Les auteurs remarquent que les embryons humains ont un avantage important : ils sont gratuits, à la différence des embryons d’animaux qui ont un coût. Le clonage est interdit pour la reproduction humaine, mais pour tout le reste, il est autorisé. En fait, nous sommes dans un semblant d’interdiction. La bioéthique a-t-elle empêché quelque chose ? Non, elle répond seulement au besoin de rassurer la collectivité.

Il existe un conflit entre la déontologie a priori, qui est universelle, et la recherche biotechnologique, qui est pragmatique et relativiste. Le Comité de bioéthique pratique la casuistique : il fait des manipulations lexicales pour justifier des manipulations génétiques. L’évolution de nos sociétés a remplacé la logique du « bien » par la logique du « droit à ». On en arrive ainsi à autoriser le clonage. L’émotion de la télévision l’emporte sur l’universalité des principes. La demande humaine change la donne : on veut simplement savoir si c’est possible.

> **Problèmes à résoudre**:
- 1) D'après le texte sur la bioéthique, quel avantage les embryons humains ont-ils sur les embryons d'animaux ?
- 2) Reprenez le texte sur la bioéthique après sa dernière phrase et prolongez-le.

> **Données affichées**:
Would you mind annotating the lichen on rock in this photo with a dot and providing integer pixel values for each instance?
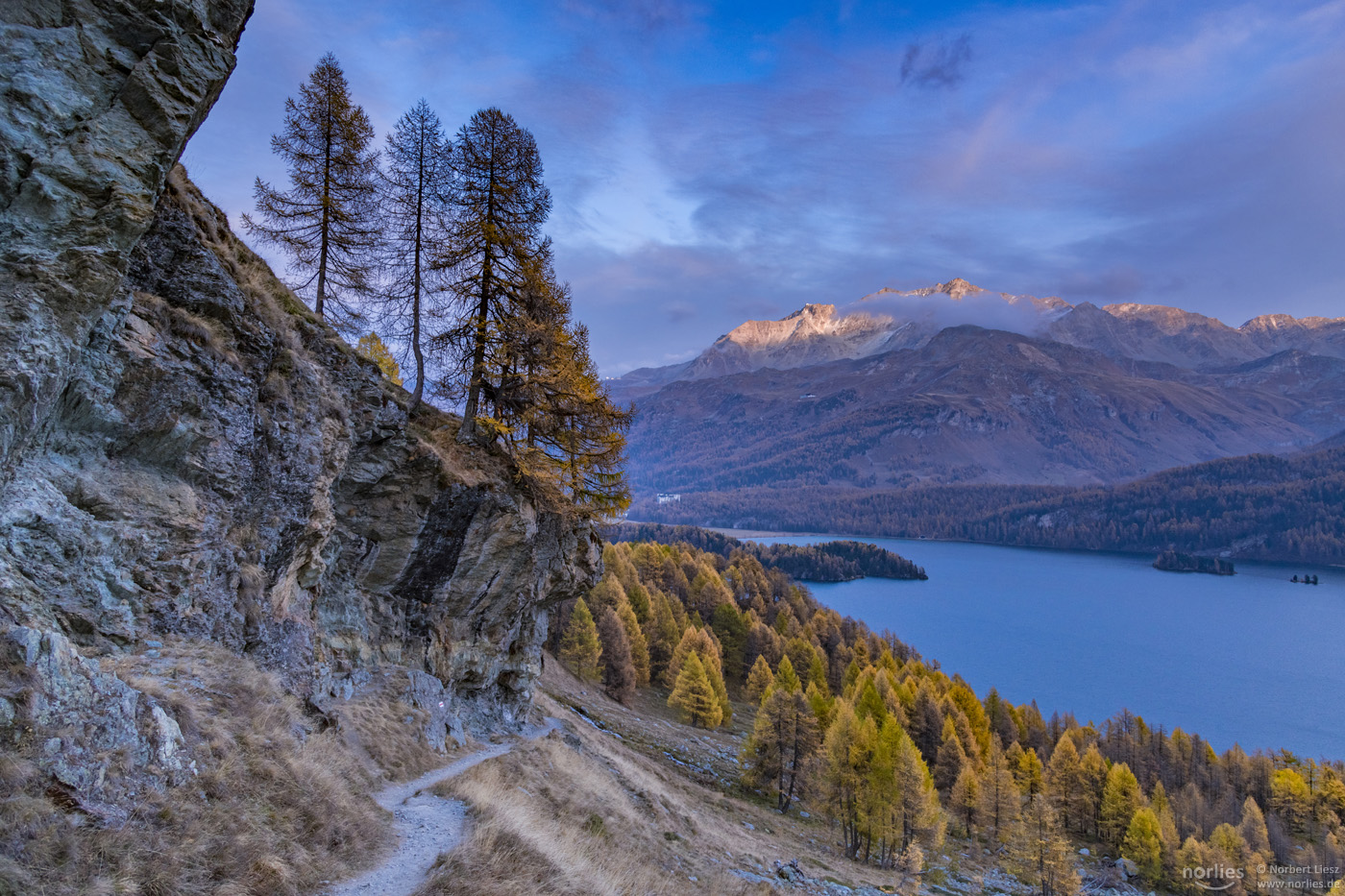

> **Réponses par tâche**:
- 1) Ils sont gratuits, alors que les embryons d'animaux ont un coût.

- 2)
Le Comité d’éthique est à la fois juge et partie. Soixante-dix pour cent de ses membres sont impliqués dans la recherche biomédicale ou exercent une influence sur l’orientation des recherches. Mais alors, quelle est la fonction du Comité d’éthique ? La réponse de Jacques Testart est claire : habituer la population aux développements technologiques, amener à désirer ce qui fait peur. C’est en réalité un comité de bienveillance encourageant l’essor de la technoscience, un jardin d’acclimatation des idées. Au nom de l’intérêt national, petit à petit, on suit la permissivité des autres pays.

Les nouvelles pratiques de procréation liées à ces recherches ont et auront des conséquences psychiques sur les humains impliqués dans ces processus. Conséquences qui ne sont ni évoquées ni assumées.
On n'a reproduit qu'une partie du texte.